Task description:
All of the records should be restated word for word.

Data:

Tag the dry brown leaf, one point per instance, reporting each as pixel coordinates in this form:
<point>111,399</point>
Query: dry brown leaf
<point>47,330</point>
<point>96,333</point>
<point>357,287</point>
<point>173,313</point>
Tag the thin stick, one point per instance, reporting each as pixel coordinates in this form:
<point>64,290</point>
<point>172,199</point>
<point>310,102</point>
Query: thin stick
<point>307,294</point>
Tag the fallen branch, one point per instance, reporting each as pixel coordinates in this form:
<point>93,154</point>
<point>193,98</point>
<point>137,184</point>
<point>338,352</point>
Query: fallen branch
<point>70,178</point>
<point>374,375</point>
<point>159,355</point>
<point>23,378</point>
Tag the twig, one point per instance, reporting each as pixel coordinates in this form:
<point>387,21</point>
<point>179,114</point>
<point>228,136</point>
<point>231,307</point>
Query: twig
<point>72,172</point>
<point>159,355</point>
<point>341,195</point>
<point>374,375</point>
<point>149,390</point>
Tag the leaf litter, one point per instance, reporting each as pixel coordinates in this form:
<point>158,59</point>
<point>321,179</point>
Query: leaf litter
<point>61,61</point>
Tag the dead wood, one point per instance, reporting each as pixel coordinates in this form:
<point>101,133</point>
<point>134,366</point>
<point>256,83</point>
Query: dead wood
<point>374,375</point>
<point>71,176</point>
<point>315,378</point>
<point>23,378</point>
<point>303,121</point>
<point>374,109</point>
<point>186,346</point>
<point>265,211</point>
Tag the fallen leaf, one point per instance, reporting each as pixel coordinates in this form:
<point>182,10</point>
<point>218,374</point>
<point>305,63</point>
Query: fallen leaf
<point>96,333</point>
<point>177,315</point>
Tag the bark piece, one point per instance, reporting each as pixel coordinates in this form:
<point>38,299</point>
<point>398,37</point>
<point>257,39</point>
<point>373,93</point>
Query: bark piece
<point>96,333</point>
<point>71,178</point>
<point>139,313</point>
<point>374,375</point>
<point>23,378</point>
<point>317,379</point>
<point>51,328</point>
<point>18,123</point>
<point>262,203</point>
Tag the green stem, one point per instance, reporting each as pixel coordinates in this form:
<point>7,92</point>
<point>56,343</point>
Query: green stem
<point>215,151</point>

Answer to the problem:
Tag the dry brown leaf, one point per instance, reporting each as pixel coordinates in this form:
<point>111,399</point>
Query: dry brown leaf
<point>47,330</point>
<point>96,333</point>
<point>357,287</point>
<point>173,313</point>
Tag the thin stick, one point per instance, reporting each as pixel coordinates in this form:
<point>64,290</point>
<point>172,199</point>
<point>310,102</point>
Query: thin stick
<point>307,294</point>
Tag the fallen branch, one point per instance, reporting each as pixel coordinates in this form:
<point>93,154</point>
<point>193,98</point>
<point>137,184</point>
<point>338,352</point>
Query: fallen branch
<point>70,178</point>
<point>374,375</point>
<point>159,355</point>
<point>23,378</point>
Tag the twig, one point per instance, reporting each as pixel coordinates in this form:
<point>387,21</point>
<point>179,114</point>
<point>228,136</point>
<point>231,307</point>
Query: twig
<point>72,172</point>
<point>159,355</point>
<point>341,195</point>
<point>374,375</point>
<point>149,390</point>
Tag the leaf litter, one point per instance, reporting each as pixel coordinates in this form:
<point>158,59</point>
<point>321,179</point>
Query: leaf litter
<point>61,61</point>
Tag the dead wood, one point per instance, reporting each as pixel coordinates in this form:
<point>101,133</point>
<point>134,366</point>
<point>256,83</point>
Query: dead wood
<point>374,375</point>
<point>71,176</point>
<point>315,378</point>
<point>23,378</point>
<point>303,121</point>
<point>374,109</point>
<point>186,346</point>
<point>265,211</point>
Tag the fallen leaf, one point per instance, reporting each as pixel coordinates in this form:
<point>182,10</point>
<point>218,374</point>
<point>305,63</point>
Query: fallen leaf
<point>96,333</point>
<point>177,315</point>
Tag the bark piece, one point per instance, reporting each as pixel coordinates in this form:
<point>38,299</point>
<point>398,37</point>
<point>257,39</point>
<point>373,93</point>
Query: bark piece
<point>96,333</point>
<point>71,178</point>
<point>139,313</point>
<point>374,375</point>
<point>23,378</point>
<point>317,379</point>
<point>51,328</point>
<point>18,123</point>
<point>262,203</point>
Tag the green stem, one point per instance, reporting each as pixel coordinates in this form:
<point>7,92</point>
<point>56,343</point>
Query: green stem
<point>215,151</point>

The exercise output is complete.